**Exercise description**. Copy the records out again in full, keeping them identical.

**Entries shown**.
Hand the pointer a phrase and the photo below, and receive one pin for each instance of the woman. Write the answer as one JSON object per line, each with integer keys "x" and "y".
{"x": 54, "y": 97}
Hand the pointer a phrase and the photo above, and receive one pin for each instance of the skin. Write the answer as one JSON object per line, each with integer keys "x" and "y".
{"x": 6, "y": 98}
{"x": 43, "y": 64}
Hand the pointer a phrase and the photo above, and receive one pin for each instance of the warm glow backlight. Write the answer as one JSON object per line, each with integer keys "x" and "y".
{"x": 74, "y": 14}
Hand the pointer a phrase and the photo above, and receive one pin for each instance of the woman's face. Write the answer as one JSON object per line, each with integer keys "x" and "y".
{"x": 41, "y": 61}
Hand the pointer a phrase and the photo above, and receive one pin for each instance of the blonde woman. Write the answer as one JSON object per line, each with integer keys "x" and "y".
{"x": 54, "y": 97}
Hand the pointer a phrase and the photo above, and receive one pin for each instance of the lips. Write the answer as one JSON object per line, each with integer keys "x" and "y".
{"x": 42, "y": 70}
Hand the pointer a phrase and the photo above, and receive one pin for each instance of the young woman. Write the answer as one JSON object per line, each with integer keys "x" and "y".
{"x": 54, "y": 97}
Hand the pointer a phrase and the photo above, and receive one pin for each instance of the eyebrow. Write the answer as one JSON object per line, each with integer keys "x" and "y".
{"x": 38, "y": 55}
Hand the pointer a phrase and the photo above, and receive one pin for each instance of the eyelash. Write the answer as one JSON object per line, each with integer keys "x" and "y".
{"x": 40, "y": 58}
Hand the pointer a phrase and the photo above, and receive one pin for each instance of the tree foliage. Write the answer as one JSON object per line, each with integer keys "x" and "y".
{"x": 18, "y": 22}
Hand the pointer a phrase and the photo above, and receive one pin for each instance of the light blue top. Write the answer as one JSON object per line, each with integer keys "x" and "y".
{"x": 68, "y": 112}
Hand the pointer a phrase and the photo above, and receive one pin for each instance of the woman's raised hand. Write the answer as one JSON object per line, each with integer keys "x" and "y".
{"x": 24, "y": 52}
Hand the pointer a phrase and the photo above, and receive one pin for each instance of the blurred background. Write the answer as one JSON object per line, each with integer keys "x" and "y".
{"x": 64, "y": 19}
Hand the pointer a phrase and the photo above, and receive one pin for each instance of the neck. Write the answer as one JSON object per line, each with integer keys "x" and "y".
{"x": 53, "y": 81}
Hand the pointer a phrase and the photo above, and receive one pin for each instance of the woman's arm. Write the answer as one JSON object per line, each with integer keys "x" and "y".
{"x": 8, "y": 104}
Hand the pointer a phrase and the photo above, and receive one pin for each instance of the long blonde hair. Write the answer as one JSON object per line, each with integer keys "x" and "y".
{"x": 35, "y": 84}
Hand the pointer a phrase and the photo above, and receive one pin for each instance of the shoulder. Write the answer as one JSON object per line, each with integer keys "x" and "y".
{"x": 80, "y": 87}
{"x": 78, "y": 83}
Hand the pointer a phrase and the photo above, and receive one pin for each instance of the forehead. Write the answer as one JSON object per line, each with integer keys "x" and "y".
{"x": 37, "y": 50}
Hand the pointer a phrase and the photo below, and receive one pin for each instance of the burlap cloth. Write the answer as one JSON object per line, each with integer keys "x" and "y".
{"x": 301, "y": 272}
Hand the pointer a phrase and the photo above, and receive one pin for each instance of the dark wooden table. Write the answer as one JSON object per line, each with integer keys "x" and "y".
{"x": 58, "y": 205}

**Task solution**.
Hand the pointer a phrase and the photo below, and receive one pin for each instance of the woman. Write the answer as one JSON object per line, each with integer keys "x" and "y".
{"x": 54, "y": 97}
Hand the pointer a phrase and the photo above, and receive one pin for each instance of the skin. Write the answer as one JSON object per line, each with integer keys "x" and "y".
{"x": 6, "y": 98}
{"x": 43, "y": 64}
Hand the pointer a phrase and the photo above, and receive one pin for each instance of the warm glow backlight. Write the answer as one JSON object per line, each with integer keys "x" and "y".
{"x": 74, "y": 14}
Hand the pointer a phrase and the photo above, and receive one pin for each instance of the woman's face. Write the answer as one JSON object per line, each with integer keys "x" and "y".
{"x": 41, "y": 61}
Hand the pointer a phrase and the photo above, and receive one pin for each instance of the blonde woman. Write the answer as one JSON object per line, each with integer keys "x" and "y".
{"x": 54, "y": 97}
Hand the pointer a phrase and the photo above, and receive one pin for each instance of the lips. Write the answer as one JSON object per line, each with integer keys "x" and "y".
{"x": 42, "y": 70}
Hand the pointer a phrase and the photo above, and receive one pin for each instance of the young woman. Write the answer as one JSON object per line, each with integer keys "x" and "y".
{"x": 54, "y": 97}
Hand the pointer a phrase and the photo above, and receive one pin for each instance of the eyebrow. Write the answer as one JSON object per line, each with integer keys "x" and "y".
{"x": 38, "y": 55}
Hand the pointer a phrase and the photo above, and receive one pin for each instance of the eyelash. Write the answer as one JSON object per line, each with integer keys "x" and "y".
{"x": 40, "y": 58}
Hand the pointer a phrase and the photo above, and receive one pin for each instance of the tree foliage. Write the answer as one JSON object per line, each with integer keys "x" and "y".
{"x": 18, "y": 22}
Hand the pointer a phrase and the photo above, and receive one pin for each instance of the light blue top. Write the answer as one JSON object per line, each with integer keys "x" and "y".
{"x": 68, "y": 112}
Hand the pointer a phrase and the photo above, and receive one pin for each instance of the woman's raised hand. Write the answer as one JSON object per line, each with integer keys "x" and "y".
{"x": 24, "y": 52}
Hand the pointer a phrase and the photo above, and receive one pin for each instance of the blurred background. Write the answer as one JSON object per line, each with integer keys "x" and "y".
{"x": 64, "y": 19}
Hand the pointer a phrase and the photo above, and receive one pin for each instance of the neck. Write the answer as one JSON object per line, each with integer keys "x" and "y".
{"x": 53, "y": 81}
Hand the pointer a phrase and the photo above, and receive one pin for each instance of the woman's arm. Write the answer as one JSON object per line, each with integer keys "x" and "y".
{"x": 8, "y": 104}
Hand the pointer a phrase and the photo above, and receive one pin for each instance of the long blonde hair. Write the answer as one JSON object per line, each with integer keys "x" and "y".
{"x": 35, "y": 84}
Hand the pointer a phrase and the photo above, and receive one pin for each instance of the shoulder. Write the answer as one JSON object per line, each with integer keys "x" and "y".
{"x": 80, "y": 87}
{"x": 78, "y": 83}
Hand the pointer a phrase and the photo above, and receive one pin for each instance of the forehead. Write the answer as one JSON object per line, each with integer keys "x" and "y".
{"x": 37, "y": 50}
Hand the pointer a phrase and the photo below, and receive one pin for each instance of the burlap cloth. Write the answer as one JSON object per line, each with integer keys "x" and "y".
{"x": 301, "y": 272}
Hand the pointer a phrase and the photo above, and receive one pin for each instance of the dark wooden table. Write the answer as one JSON object per line, each with integer keys "x" and "y".
{"x": 58, "y": 205}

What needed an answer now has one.